Records of labeled boxes
--*--

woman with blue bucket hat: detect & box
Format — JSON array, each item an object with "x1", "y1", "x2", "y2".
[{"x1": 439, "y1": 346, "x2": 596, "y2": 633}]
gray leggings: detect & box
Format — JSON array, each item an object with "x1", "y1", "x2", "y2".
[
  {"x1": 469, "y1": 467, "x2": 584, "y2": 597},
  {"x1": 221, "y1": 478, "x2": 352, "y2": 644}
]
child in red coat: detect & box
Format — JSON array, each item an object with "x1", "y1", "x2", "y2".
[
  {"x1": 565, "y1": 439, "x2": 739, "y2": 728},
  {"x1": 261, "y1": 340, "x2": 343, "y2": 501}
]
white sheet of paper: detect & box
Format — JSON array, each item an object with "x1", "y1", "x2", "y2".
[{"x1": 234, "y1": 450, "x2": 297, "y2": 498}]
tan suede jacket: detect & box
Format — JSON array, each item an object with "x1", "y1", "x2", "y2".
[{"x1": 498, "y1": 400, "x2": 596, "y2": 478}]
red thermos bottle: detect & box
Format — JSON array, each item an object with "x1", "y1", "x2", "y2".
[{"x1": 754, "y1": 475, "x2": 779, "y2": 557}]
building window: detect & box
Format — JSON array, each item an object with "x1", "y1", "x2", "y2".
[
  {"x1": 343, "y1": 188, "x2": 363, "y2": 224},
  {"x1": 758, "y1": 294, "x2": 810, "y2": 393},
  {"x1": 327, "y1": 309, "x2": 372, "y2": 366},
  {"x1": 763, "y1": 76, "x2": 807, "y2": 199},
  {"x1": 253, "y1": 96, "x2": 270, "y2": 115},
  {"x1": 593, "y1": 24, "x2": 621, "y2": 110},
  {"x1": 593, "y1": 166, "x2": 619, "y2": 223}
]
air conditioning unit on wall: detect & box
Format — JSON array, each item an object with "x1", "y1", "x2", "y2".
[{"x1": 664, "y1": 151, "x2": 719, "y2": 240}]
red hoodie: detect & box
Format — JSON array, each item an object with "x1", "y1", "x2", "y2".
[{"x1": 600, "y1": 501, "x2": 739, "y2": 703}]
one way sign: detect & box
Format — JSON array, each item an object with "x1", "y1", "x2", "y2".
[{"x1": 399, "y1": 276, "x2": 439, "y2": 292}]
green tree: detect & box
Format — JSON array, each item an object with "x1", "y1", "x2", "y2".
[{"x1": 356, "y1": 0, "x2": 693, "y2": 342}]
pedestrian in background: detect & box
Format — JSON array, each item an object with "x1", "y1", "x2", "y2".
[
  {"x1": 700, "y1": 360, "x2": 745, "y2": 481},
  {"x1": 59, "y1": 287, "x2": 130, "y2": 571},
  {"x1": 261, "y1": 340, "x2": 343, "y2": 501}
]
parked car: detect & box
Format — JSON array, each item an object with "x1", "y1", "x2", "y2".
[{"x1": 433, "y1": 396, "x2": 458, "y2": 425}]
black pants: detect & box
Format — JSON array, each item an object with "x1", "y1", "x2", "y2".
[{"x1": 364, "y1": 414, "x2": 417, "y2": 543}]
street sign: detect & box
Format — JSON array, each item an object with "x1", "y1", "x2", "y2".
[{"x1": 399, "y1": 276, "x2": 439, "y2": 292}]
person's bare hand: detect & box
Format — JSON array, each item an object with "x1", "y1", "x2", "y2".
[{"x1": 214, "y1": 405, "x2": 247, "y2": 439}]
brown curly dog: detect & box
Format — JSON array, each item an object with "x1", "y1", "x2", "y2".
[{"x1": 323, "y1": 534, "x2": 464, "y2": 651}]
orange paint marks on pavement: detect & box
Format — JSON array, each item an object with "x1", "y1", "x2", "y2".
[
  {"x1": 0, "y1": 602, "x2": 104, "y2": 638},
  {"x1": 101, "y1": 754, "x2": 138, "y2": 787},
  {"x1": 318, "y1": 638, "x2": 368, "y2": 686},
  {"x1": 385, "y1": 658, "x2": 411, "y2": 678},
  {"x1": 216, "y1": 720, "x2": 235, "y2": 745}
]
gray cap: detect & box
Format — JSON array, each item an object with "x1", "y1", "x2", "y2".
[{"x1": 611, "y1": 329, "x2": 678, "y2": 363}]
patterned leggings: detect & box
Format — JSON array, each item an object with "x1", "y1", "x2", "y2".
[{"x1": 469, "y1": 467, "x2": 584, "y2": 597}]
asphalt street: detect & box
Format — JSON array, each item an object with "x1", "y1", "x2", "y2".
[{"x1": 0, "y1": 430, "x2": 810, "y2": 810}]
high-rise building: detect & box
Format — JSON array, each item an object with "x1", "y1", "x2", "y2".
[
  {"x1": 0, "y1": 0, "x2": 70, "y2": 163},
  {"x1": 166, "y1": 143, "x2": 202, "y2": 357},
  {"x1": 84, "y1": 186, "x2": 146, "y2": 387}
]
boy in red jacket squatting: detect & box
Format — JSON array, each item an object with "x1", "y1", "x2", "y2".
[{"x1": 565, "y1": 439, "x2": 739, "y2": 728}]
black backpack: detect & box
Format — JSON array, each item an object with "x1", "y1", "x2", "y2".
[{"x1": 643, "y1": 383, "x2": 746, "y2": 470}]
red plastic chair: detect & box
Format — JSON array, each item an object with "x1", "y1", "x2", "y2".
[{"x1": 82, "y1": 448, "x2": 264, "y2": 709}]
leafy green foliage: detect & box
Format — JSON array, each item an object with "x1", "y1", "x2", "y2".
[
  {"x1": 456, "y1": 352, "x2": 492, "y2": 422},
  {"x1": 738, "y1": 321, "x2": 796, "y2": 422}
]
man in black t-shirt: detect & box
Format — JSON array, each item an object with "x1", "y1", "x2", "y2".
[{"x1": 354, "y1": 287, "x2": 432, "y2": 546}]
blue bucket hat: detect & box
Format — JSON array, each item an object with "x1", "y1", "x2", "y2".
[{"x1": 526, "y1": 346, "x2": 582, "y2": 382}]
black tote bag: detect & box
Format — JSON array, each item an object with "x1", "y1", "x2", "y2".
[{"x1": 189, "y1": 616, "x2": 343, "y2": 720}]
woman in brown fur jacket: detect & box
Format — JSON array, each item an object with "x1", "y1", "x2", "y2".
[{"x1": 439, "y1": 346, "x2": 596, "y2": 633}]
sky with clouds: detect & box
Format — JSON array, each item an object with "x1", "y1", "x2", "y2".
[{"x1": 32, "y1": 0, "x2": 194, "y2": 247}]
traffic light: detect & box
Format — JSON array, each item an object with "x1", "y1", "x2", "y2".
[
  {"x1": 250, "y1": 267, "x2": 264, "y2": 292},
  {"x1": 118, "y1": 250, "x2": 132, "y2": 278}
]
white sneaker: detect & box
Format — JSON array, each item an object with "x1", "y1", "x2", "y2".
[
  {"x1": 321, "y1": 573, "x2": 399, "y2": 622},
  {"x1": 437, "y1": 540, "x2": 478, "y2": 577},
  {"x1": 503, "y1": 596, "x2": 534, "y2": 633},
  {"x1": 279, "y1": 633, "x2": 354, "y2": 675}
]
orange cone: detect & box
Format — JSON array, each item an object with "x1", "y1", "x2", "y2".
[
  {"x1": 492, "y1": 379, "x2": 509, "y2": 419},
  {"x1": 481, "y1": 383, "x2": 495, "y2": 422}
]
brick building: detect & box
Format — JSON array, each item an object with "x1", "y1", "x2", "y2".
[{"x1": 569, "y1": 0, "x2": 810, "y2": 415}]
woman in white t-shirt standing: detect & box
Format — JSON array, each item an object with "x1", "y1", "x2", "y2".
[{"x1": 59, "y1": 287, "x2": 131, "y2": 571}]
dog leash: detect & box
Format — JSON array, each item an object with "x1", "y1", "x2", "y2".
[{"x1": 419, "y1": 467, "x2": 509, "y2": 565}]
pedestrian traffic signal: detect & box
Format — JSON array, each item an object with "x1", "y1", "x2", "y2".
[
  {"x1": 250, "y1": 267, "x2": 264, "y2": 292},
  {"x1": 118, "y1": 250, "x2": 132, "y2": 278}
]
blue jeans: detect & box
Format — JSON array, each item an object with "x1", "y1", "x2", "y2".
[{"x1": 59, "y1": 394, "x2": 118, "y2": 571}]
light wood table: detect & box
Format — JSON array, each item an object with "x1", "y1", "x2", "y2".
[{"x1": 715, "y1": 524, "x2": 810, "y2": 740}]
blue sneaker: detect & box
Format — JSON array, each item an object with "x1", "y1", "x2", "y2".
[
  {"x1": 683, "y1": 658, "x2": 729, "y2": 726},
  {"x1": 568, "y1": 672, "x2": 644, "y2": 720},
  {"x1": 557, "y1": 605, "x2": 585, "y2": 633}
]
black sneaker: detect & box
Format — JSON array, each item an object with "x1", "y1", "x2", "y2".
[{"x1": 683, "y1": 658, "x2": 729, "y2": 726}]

--*--

◆ **What you should do**: Copy exactly the line containing "light wood table: detect & box" and every line after it, ending with the last line of the records above.

◆ **The answer**:
light wood table: detect & box
Format — JSON array, each item an object with "x1", "y1", "x2", "y2".
[{"x1": 715, "y1": 524, "x2": 810, "y2": 740}]
blue sneaker: detect & box
Format — JSON array, each item an object with "x1", "y1", "x2", "y2".
[
  {"x1": 683, "y1": 658, "x2": 729, "y2": 726},
  {"x1": 568, "y1": 672, "x2": 644, "y2": 720},
  {"x1": 557, "y1": 605, "x2": 585, "y2": 633}
]
black sneaker: detect & box
Format — JSON array, each item an object with "x1", "y1", "x2", "y2".
[{"x1": 683, "y1": 658, "x2": 729, "y2": 726}]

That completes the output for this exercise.